Tasks for this exercise.
a: From the spanakopita recipe, copy the text starting with "Categories     Appetizer" and going on through "garlic cloves (minced)".
b: What total time does the spanakopita recipe list?

Extract.
* BEGIN *
Made with just a few simple ingredients, these delicious spinach and feta spanakopita triangles are a fun appetizer recipe to make at home.

Provided by Yumna Jawad

Categories     Appetizer

Time 55m

Number Of Ingredients 12

16 ounces frozen spinach (defrosted, drained )
1 tablespoon olive oil
1 medium red onion (diced)
5 garlic cloves (minced)
2 teaspoons dried dill
½ cup loosely packed parsley leaves (finely chopped)
¼ cup finely chopped green onions (about 5 - white and light green portions)
2 teaspoon lemon zest
½ teaspoon ground pepper
1 ½ cup crumbled feta (about 6 oz)
6 tablespoons unsalted butter (melted)
About 20 sheets (one sleeve phyllo pastry, defrosted)

Steps:

  • Heat olive oil in a large skillet over medium heat. Add the onions and cook, stirring regularly, until it starts to soften, about 5 minutes
  • Add the garlic and dill. Cook with the onions, stirring frequently, until caramelized and soft, about 5 more minutes. Set aside and allow to cool.
* END *
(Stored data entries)
* BEGIN *
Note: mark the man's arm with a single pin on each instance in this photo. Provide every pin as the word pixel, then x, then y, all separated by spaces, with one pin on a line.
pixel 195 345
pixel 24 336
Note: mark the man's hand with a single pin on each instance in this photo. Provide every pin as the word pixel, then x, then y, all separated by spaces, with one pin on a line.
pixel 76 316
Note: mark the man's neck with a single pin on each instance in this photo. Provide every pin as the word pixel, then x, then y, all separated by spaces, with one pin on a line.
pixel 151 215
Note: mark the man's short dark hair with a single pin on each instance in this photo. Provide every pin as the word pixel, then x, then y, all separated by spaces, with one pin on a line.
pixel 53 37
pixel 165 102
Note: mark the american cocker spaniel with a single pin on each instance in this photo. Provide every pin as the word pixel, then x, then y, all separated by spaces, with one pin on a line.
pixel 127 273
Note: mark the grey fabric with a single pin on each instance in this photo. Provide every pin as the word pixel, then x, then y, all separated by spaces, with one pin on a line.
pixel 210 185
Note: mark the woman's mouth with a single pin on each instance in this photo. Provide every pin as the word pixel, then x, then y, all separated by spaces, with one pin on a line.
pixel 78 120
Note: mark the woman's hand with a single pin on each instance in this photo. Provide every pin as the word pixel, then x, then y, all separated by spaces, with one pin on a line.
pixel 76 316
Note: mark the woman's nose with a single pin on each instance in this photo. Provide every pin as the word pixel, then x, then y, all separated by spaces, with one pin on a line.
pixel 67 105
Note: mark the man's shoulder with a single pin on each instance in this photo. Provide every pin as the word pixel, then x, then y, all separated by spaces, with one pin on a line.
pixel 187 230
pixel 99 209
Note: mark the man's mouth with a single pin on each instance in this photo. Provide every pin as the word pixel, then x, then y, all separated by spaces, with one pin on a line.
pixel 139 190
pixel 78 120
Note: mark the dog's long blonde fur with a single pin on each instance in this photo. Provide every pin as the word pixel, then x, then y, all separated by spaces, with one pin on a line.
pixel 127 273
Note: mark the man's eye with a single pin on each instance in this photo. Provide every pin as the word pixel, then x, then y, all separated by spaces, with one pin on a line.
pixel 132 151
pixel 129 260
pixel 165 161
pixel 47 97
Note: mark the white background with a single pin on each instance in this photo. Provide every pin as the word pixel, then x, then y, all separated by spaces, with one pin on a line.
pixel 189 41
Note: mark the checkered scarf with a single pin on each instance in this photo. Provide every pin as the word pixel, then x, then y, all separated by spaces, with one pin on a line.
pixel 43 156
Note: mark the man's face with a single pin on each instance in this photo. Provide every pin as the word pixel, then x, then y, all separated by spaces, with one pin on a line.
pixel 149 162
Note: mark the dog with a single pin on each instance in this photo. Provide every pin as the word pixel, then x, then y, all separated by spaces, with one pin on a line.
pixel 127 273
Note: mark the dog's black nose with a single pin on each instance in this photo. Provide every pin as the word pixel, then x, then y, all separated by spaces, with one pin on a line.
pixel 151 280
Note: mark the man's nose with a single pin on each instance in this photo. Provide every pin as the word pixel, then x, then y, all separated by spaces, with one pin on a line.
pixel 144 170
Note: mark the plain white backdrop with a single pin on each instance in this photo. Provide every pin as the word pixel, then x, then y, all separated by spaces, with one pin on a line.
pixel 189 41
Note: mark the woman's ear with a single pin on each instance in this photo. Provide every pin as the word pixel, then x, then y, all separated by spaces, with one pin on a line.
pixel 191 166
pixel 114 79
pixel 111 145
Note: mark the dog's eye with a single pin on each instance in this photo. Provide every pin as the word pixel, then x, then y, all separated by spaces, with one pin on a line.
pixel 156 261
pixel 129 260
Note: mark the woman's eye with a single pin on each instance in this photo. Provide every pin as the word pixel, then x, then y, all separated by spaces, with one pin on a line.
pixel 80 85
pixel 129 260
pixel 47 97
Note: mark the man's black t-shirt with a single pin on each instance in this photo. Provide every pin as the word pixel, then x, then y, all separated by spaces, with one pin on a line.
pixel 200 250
* END *
Answers to the exercises.
a:
Categories     Appetizer

Time 55m

Number Of Ingredients 12

16 ounces frozen spinach (defrosted, drained )
1 tablespoon olive oil
1 medium red onion (diced)
5 garlic cloves (minced)

b: 55 minutes.